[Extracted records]
☆ ☆ ☆ ☆ ☆
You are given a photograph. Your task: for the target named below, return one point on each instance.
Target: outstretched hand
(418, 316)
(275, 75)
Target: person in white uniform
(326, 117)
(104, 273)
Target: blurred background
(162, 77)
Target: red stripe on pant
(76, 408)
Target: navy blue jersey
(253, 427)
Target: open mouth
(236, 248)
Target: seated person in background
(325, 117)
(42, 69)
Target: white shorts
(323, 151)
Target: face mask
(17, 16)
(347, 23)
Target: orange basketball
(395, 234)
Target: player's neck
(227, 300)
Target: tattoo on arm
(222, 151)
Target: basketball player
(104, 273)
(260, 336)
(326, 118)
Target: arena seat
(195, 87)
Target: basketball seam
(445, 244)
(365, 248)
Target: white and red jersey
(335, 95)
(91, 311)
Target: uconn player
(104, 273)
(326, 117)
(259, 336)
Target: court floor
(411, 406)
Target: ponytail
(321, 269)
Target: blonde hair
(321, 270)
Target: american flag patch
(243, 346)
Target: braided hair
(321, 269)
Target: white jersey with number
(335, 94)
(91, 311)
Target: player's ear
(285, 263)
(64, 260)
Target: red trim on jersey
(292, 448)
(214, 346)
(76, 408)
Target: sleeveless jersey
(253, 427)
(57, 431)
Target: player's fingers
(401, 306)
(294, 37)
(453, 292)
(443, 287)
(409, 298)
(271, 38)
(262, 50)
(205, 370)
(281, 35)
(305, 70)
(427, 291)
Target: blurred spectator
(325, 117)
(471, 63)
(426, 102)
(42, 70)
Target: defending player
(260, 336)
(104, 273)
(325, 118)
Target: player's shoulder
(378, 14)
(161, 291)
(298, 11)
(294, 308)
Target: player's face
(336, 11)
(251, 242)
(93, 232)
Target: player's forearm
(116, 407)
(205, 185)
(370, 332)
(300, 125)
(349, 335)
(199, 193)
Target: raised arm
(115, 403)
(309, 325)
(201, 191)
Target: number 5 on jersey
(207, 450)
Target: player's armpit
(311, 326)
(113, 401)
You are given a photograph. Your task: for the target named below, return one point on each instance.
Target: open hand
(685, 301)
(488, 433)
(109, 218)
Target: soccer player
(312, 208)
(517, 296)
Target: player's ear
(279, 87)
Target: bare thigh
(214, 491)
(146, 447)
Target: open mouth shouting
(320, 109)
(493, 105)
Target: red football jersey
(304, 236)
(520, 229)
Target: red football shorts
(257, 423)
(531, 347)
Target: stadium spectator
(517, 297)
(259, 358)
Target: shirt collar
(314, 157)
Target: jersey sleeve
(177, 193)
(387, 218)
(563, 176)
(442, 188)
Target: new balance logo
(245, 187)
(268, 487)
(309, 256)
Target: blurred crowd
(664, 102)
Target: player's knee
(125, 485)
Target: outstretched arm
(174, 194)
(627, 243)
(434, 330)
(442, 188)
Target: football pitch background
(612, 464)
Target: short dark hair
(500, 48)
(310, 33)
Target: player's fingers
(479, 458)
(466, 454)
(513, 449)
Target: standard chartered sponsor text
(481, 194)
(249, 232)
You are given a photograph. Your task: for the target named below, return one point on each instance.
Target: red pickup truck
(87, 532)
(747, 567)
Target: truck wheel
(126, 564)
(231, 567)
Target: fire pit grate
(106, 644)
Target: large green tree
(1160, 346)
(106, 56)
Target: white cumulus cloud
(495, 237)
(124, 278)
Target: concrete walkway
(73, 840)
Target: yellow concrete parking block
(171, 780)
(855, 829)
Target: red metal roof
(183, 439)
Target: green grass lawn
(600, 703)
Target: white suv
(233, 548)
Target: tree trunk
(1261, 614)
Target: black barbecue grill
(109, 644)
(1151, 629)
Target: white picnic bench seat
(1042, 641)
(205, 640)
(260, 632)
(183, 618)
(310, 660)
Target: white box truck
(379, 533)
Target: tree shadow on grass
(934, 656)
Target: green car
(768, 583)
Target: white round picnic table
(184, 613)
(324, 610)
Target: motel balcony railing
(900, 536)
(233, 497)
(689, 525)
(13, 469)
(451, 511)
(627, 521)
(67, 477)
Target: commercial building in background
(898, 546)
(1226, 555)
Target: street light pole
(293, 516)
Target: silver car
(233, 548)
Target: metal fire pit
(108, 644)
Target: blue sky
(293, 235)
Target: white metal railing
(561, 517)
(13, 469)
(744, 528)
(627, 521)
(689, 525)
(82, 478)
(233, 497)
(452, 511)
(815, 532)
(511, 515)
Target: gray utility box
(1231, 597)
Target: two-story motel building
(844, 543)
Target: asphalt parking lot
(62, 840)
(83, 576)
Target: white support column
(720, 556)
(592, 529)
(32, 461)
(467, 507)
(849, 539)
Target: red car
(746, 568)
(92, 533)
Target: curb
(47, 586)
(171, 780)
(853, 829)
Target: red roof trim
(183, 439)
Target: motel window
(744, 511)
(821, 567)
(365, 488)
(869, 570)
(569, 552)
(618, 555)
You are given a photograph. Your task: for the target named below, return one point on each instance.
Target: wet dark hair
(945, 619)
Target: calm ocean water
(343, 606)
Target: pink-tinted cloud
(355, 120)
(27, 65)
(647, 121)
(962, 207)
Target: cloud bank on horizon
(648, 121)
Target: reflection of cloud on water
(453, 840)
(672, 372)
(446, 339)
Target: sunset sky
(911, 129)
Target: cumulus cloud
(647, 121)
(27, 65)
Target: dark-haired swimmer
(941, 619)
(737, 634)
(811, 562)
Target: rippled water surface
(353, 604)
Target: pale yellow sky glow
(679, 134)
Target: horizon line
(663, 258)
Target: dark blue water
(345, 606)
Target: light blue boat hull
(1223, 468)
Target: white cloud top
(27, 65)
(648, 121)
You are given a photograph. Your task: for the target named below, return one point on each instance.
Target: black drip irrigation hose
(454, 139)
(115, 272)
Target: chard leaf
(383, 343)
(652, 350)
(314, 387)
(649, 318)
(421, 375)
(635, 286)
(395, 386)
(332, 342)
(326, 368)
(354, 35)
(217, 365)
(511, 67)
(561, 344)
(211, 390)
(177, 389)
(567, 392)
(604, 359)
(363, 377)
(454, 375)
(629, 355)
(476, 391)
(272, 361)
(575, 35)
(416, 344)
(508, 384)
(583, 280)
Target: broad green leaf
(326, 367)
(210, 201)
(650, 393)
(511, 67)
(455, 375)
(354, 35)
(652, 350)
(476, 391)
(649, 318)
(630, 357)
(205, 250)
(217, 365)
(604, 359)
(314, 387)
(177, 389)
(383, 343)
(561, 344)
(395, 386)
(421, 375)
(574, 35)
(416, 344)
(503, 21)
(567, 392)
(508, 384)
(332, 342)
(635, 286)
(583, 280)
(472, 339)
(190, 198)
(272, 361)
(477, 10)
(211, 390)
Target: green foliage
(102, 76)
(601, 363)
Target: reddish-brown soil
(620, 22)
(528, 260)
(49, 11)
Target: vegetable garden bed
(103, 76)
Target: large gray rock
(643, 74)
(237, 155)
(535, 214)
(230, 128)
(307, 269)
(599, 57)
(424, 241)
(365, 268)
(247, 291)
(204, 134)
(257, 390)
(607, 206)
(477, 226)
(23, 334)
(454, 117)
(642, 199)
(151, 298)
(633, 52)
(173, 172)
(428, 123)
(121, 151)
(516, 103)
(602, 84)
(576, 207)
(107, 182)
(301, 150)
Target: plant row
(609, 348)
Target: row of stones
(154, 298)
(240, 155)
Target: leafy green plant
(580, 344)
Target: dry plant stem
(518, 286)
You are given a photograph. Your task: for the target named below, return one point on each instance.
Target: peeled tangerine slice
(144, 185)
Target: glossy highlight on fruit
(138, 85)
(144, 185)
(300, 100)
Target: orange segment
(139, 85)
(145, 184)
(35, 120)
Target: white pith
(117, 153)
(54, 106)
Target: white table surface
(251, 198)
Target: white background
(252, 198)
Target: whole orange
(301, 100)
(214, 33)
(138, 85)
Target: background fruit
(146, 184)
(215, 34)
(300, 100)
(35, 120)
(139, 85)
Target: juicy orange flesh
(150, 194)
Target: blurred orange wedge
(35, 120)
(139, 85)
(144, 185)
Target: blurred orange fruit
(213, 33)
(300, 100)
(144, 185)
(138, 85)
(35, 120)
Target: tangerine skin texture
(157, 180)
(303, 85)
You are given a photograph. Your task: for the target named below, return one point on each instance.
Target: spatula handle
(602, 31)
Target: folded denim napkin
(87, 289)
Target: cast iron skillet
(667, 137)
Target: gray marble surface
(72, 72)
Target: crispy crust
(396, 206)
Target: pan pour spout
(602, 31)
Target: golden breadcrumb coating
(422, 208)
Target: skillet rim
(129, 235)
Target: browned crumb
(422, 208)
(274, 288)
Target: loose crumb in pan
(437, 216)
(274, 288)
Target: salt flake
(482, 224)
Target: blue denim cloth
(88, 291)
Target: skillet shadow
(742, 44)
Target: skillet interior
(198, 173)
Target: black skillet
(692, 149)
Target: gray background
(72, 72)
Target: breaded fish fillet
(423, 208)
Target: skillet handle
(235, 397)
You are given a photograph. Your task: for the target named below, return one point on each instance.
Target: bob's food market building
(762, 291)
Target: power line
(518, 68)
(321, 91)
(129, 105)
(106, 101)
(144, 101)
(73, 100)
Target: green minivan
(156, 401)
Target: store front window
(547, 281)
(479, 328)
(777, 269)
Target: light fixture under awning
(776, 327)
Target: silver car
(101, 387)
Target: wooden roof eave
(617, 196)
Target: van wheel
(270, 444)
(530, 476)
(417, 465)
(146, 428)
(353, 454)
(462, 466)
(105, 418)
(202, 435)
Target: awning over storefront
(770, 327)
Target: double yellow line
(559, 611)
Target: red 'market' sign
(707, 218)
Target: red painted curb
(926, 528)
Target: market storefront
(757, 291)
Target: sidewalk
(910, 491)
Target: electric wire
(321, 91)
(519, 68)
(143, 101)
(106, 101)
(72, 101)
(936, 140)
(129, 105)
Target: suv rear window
☆ ☆ ☆ ☆ ☆
- [Objective] Pull out the lines of the records above, starting at the line that contains "Target: sidewalk" and running to the end of the records. Copy each line word for word.

- [Finished exercise]
Target: sidewalk
(910, 491)
Target: electric wire
(321, 91)
(519, 68)
(143, 101)
(106, 101)
(72, 101)
(936, 140)
(129, 105)
Target: suv rear window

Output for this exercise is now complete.